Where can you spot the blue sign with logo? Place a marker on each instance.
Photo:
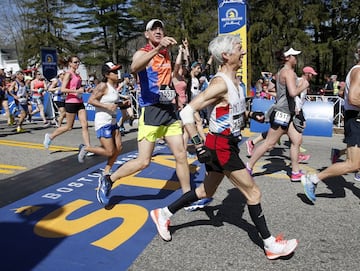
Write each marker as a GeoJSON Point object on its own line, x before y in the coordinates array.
{"type": "Point", "coordinates": [318, 115]}
{"type": "Point", "coordinates": [232, 16]}
{"type": "Point", "coordinates": [49, 62]}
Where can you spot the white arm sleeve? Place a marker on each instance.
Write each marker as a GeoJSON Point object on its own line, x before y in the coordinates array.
{"type": "Point", "coordinates": [187, 115]}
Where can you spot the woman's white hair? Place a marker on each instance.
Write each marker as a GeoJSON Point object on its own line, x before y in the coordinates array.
{"type": "Point", "coordinates": [223, 44]}
{"type": "Point", "coordinates": [357, 53]}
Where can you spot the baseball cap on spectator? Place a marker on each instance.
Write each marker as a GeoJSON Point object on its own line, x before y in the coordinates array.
{"type": "Point", "coordinates": [194, 64]}
{"type": "Point", "coordinates": [309, 69]}
{"type": "Point", "coordinates": [61, 72]}
{"type": "Point", "coordinates": [109, 66]}
{"type": "Point", "coordinates": [291, 52]}
{"type": "Point", "coordinates": [154, 22]}
{"type": "Point", "coordinates": [126, 75]}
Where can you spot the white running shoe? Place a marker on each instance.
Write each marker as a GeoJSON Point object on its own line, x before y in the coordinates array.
{"type": "Point", "coordinates": [280, 247]}
{"type": "Point", "coordinates": [162, 224]}
{"type": "Point", "coordinates": [82, 153]}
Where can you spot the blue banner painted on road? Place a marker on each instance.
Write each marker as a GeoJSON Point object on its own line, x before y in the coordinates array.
{"type": "Point", "coordinates": [63, 227]}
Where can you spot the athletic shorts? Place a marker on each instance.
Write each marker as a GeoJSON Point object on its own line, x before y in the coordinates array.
{"type": "Point", "coordinates": [352, 128]}
{"type": "Point", "coordinates": [59, 104]}
{"type": "Point", "coordinates": [38, 100]}
{"type": "Point", "coordinates": [74, 107]}
{"type": "Point", "coordinates": [151, 131]}
{"type": "Point", "coordinates": [224, 153]}
{"type": "Point", "coordinates": [106, 131]}
{"type": "Point", "coordinates": [23, 107]}
{"type": "Point", "coordinates": [274, 125]}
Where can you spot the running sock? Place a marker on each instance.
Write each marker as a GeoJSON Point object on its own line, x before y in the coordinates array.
{"type": "Point", "coordinates": [269, 241]}
{"type": "Point", "coordinates": [185, 200]}
{"type": "Point", "coordinates": [259, 220]}
{"type": "Point", "coordinates": [315, 179]}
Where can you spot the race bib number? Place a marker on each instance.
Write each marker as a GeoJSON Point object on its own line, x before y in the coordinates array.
{"type": "Point", "coordinates": [167, 95]}
{"type": "Point", "coordinates": [238, 124]}
{"type": "Point", "coordinates": [22, 100]}
{"type": "Point", "coordinates": [282, 118]}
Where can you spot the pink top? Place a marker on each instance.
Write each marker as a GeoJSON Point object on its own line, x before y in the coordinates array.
{"type": "Point", "coordinates": [38, 84]}
{"type": "Point", "coordinates": [74, 83]}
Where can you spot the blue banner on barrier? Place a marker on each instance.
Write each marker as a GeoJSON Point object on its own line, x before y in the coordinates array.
{"type": "Point", "coordinates": [319, 117]}
{"type": "Point", "coordinates": [49, 111]}
{"type": "Point", "coordinates": [262, 105]}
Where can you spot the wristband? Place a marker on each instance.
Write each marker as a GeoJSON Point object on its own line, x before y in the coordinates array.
{"type": "Point", "coordinates": [196, 140]}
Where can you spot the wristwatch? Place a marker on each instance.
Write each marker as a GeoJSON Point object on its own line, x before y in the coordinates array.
{"type": "Point", "coordinates": [196, 140]}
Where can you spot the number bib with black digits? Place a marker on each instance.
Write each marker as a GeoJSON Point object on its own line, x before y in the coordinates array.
{"type": "Point", "coordinates": [281, 118]}
{"type": "Point", "coordinates": [238, 124]}
{"type": "Point", "coordinates": [167, 95]}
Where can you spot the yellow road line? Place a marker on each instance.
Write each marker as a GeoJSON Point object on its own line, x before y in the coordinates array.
{"type": "Point", "coordinates": [31, 145]}
{"type": "Point", "coordinates": [11, 167]}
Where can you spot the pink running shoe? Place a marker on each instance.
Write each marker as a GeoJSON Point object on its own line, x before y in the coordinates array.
{"type": "Point", "coordinates": [296, 176]}
{"type": "Point", "coordinates": [162, 224]}
{"type": "Point", "coordinates": [303, 157]}
{"type": "Point", "coordinates": [250, 147]}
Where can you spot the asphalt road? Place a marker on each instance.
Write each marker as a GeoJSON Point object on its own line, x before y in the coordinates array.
{"type": "Point", "coordinates": [222, 236]}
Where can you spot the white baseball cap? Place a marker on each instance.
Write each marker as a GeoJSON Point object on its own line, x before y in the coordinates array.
{"type": "Point", "coordinates": [291, 52]}
{"type": "Point", "coordinates": [152, 22]}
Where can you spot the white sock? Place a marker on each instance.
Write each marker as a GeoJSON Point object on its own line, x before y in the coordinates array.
{"type": "Point", "coordinates": [269, 241]}
{"type": "Point", "coordinates": [166, 212]}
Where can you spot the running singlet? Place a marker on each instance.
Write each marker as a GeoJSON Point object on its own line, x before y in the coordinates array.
{"type": "Point", "coordinates": [103, 116]}
{"type": "Point", "coordinates": [155, 78]}
{"type": "Point", "coordinates": [58, 95]}
{"type": "Point", "coordinates": [21, 92]}
{"type": "Point", "coordinates": [228, 118]}
{"type": "Point", "coordinates": [38, 84]}
{"type": "Point", "coordinates": [74, 83]}
{"type": "Point", "coordinates": [347, 105]}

> Task brief
Your task is to restate, word for word, only those lines above that fall between the line holding "Where can you spot the wristwatch?" and the line holding "Where can you spot the number", inclusive.

> Answer to the problem
Where can you spot the wristwatch? Place a marker on each instance.
Write each marker as a GeoJSON Point object on its own line, x before y in the coordinates array.
{"type": "Point", "coordinates": [196, 140]}
Where can you spot the number bib with black digits? Place a marker on each instance.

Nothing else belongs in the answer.